Swap "green leaf" for "fern frond" throughout the lines below and give them again with nothing else changed.

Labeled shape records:
-- start --

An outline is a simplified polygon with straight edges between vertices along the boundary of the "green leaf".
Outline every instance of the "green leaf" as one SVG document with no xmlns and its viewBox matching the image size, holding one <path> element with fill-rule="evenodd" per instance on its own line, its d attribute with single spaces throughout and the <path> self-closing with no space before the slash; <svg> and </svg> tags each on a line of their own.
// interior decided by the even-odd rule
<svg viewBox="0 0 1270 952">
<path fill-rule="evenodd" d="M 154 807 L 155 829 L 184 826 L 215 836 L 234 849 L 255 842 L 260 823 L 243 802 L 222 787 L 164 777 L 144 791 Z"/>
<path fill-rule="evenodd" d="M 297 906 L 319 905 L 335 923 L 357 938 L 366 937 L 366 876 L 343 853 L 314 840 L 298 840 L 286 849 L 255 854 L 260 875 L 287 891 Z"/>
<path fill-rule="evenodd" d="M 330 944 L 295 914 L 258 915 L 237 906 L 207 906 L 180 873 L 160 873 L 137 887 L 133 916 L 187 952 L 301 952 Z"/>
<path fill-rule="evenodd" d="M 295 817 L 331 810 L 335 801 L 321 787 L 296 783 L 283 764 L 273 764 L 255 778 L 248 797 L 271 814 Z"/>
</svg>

-- end --

### Response below
An outline is a simplified polygon with straight edges between vertices along the boundary of the "fern frond".
Outline every instance of the "fern frond" as one SVG document with no xmlns and its viewBox matching the image size, holding one <path> element with fill-rule="evenodd" per instance on its own line, its d attribute with single spaces throughout and the <path> self-closing with no space before the slash; <svg> and </svg> tags each on a line of their own.
// interior decided by the even-odd rule
<svg viewBox="0 0 1270 952">
<path fill-rule="evenodd" d="M 154 807 L 155 829 L 184 826 L 215 836 L 234 849 L 255 842 L 260 823 L 243 802 L 222 787 L 164 777 L 144 791 Z"/>
<path fill-rule="evenodd" d="M 297 906 L 319 905 L 335 923 L 357 938 L 366 937 L 366 876 L 343 853 L 314 840 L 298 840 L 286 849 L 255 854 L 260 875 L 287 891 Z"/>
<path fill-rule="evenodd" d="M 330 944 L 295 914 L 258 915 L 237 906 L 207 906 L 180 873 L 160 873 L 137 887 L 133 916 L 187 952 L 301 952 Z"/>
<path fill-rule="evenodd" d="M 295 817 L 331 810 L 335 801 L 321 787 L 296 783 L 283 764 L 273 764 L 255 778 L 248 797 L 271 814 Z"/>
</svg>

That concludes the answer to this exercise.